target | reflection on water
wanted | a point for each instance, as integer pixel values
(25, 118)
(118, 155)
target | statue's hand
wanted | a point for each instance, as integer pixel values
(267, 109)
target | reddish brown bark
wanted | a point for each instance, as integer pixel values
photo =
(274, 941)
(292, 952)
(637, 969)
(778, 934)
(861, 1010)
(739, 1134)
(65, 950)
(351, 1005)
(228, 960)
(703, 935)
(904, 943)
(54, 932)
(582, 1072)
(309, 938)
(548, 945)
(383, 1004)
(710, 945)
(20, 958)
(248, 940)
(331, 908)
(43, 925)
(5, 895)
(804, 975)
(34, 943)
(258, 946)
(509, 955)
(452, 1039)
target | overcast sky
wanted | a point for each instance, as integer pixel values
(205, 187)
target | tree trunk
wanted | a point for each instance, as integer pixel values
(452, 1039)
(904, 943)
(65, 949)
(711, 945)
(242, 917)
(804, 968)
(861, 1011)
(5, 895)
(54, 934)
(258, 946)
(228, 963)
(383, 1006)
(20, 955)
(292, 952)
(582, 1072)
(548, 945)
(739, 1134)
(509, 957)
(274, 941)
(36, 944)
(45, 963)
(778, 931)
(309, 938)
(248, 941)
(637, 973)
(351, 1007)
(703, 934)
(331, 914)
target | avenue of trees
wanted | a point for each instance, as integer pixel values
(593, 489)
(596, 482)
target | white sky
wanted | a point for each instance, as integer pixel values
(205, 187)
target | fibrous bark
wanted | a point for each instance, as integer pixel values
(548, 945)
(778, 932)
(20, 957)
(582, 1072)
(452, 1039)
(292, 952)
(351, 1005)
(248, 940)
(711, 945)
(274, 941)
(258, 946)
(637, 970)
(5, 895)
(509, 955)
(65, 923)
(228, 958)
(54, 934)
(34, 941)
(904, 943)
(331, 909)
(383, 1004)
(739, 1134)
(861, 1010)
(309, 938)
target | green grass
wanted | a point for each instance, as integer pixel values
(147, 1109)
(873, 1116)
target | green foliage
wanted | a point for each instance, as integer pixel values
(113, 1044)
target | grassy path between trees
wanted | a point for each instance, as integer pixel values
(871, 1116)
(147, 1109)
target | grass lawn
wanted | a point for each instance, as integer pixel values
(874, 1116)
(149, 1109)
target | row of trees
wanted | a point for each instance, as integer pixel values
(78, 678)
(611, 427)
- - - - - - -
Here the job is to transcribe the lines from the first line of the data through the line containing "target | reddish brown bark", inclusive, exactly and with nothing else.

target | reflection on water
wanted | a point for each instance, as integer pixel values
(25, 118)
(118, 155)
target | statue's hand
wanted | a point for each instance, as integer pixel values
(267, 109)
target | reddish brown bark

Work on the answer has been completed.